[Data for bounding box labeling]
◆ ◆ ◆ ◆ ◆
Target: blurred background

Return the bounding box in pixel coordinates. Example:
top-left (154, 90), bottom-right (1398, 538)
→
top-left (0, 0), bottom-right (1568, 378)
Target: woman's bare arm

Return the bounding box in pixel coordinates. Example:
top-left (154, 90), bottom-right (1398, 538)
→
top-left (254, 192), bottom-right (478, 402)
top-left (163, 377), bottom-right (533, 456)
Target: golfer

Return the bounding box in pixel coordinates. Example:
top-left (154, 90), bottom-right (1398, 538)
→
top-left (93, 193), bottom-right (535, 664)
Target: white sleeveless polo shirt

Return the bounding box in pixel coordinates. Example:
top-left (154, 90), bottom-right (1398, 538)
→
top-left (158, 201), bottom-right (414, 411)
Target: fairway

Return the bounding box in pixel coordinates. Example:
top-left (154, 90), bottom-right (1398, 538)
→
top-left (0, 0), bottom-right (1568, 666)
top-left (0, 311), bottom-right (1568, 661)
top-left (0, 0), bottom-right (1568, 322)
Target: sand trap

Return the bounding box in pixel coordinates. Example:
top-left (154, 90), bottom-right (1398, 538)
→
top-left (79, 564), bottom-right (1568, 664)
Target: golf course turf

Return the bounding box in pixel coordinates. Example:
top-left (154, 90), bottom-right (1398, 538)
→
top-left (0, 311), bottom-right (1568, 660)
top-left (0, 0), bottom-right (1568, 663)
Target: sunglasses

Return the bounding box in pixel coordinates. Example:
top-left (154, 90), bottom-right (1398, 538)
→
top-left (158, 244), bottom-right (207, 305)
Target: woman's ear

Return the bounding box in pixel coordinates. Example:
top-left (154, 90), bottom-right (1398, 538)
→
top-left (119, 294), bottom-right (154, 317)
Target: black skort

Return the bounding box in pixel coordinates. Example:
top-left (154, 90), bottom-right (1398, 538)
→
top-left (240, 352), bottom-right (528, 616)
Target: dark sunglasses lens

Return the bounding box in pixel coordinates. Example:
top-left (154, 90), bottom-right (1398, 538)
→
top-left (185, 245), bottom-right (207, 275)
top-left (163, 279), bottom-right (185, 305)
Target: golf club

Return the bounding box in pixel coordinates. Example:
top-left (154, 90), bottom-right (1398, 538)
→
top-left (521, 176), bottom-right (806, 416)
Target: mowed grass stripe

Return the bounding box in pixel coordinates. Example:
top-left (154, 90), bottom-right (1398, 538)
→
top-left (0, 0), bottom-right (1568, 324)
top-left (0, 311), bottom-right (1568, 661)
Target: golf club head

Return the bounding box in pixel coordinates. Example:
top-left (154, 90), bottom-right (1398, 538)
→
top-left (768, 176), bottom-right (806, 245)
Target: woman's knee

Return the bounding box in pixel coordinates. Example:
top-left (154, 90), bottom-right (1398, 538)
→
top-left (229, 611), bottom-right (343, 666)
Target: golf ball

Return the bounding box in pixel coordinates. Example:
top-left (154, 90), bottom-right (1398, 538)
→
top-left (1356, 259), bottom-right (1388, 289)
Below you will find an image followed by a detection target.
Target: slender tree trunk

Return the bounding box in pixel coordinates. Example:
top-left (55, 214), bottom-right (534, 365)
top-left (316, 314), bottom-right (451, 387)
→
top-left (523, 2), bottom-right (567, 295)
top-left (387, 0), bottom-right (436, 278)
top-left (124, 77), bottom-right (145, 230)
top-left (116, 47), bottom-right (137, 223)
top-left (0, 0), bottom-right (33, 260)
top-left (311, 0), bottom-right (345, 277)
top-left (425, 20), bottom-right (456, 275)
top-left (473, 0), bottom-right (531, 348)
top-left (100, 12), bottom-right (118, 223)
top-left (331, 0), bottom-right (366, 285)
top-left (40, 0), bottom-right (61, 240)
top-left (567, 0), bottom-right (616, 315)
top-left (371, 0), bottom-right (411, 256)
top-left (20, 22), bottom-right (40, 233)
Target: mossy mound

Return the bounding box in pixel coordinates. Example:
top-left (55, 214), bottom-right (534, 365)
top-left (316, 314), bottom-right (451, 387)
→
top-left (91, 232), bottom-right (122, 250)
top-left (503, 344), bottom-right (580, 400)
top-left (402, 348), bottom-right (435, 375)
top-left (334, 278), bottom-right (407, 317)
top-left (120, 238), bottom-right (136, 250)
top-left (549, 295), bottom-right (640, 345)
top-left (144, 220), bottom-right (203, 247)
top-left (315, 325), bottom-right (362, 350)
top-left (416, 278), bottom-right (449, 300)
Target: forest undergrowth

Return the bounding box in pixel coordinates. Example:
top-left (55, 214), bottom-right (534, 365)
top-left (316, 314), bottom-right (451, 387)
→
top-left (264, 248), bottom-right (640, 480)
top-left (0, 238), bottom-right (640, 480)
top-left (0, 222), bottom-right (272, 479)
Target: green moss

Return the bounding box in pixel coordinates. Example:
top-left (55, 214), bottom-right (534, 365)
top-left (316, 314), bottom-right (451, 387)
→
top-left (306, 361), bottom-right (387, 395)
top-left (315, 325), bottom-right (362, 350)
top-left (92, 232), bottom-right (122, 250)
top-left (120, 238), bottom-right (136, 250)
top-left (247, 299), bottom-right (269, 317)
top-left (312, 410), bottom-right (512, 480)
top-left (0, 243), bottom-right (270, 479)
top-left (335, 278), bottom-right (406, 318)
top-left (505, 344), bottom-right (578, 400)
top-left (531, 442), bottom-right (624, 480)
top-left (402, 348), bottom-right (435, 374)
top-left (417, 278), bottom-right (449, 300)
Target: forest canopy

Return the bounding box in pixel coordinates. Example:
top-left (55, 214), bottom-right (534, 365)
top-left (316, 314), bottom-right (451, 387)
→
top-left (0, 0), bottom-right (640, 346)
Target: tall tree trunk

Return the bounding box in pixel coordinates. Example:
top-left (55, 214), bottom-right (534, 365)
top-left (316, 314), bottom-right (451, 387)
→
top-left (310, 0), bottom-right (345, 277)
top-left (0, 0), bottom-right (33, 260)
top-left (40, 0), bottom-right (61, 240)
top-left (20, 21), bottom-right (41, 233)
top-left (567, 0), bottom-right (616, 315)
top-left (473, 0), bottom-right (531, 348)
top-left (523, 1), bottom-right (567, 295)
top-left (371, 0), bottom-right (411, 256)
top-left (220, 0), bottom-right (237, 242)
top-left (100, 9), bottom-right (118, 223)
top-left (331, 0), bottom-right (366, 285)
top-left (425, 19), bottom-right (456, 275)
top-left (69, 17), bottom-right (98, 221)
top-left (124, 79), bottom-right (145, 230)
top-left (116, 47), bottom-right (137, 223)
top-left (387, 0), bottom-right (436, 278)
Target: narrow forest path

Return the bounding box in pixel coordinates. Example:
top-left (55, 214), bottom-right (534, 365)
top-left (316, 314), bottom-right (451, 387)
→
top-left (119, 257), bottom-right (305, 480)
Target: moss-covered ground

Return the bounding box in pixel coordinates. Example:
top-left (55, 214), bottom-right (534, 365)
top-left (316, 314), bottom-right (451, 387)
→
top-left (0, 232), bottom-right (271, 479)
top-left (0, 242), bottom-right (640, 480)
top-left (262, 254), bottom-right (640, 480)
◆ ◆ ◆ ◆ ◆
Rewrite the data from the line with "Target: dark sunglasses lens" to the line with "top-left (521, 176), bottom-right (806, 416)", keeping every line and adjusting each coordinate in the answer bounding boxes by -61. Leave the coordinates after "Example:" unchanged.

RESULT:
Target: dark sunglasses lens

Return the bounding box in pixel coordinates. Example:
top-left (154, 90), bottom-right (1398, 538)
→
top-left (124, 184), bottom-right (146, 214)
top-left (102, 218), bottom-right (124, 244)
Target: golf club

Return the bounding box in pixel coordinates. Example:
top-left (154, 90), bottom-right (1398, 538)
→
top-left (460, 115), bottom-right (745, 355)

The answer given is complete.